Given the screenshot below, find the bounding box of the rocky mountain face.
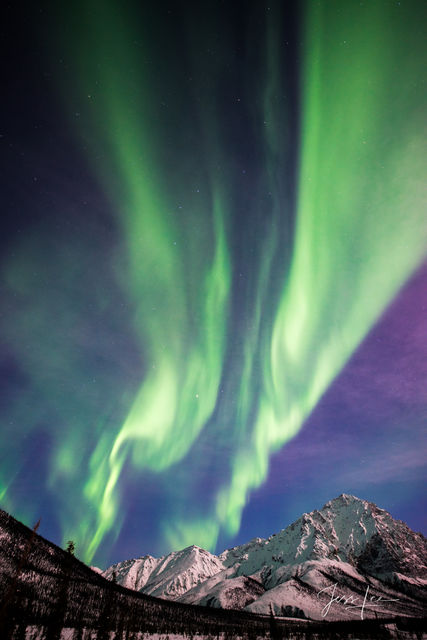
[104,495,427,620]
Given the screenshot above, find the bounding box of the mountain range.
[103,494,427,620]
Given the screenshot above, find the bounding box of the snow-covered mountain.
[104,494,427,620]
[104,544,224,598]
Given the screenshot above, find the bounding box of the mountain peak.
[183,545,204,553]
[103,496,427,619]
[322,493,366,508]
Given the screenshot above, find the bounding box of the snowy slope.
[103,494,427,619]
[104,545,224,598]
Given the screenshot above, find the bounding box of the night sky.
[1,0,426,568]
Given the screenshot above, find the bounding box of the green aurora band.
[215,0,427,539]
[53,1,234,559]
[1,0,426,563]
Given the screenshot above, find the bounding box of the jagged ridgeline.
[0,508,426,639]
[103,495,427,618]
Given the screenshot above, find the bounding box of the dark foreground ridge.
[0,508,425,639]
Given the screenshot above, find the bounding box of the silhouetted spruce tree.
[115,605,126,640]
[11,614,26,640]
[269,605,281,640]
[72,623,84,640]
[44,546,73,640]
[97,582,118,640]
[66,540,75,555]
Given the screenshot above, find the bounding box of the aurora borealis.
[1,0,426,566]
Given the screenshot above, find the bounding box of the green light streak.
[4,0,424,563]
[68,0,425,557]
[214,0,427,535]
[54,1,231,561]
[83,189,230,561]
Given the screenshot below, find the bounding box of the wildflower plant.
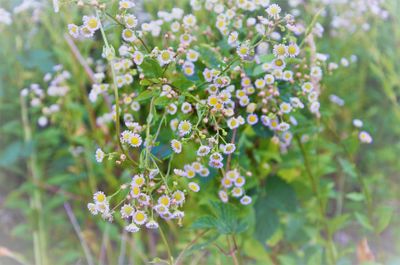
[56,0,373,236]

______________________________

▶ **Task details**:
Starting at the line that holds "Given the screenshot above, find the bounding box of the jagged", print each line through the last one of the entries above, exactly and with both ends included; no pictures.

▶ **Answer**:
Given the screenshot above, find the bounding box of the jagged ridgeline.
[0,508,426,639]
[103,495,427,618]
Given the screenshot above, find the bounding box of the dark foreground ridge.
[0,508,425,639]
Given the screenshot above, find the bounding box of the silhouetted spruce tree.
[115,605,126,640]
[11,614,26,640]
[269,605,281,640]
[72,623,84,640]
[44,546,73,640]
[97,582,118,640]
[66,540,75,555]
Given the screenshot above, find the bounding box of the aurora borealis.
[1,0,426,566]
Given the screenshot above, find the bounding box of the green light streak.
[4,0,424,563]
[68,0,425,557]
[214,0,427,535]
[54,1,231,561]
[83,189,230,561]
Given the screenshot below, find the bounding box of the wildflower plant.
[56,0,373,236]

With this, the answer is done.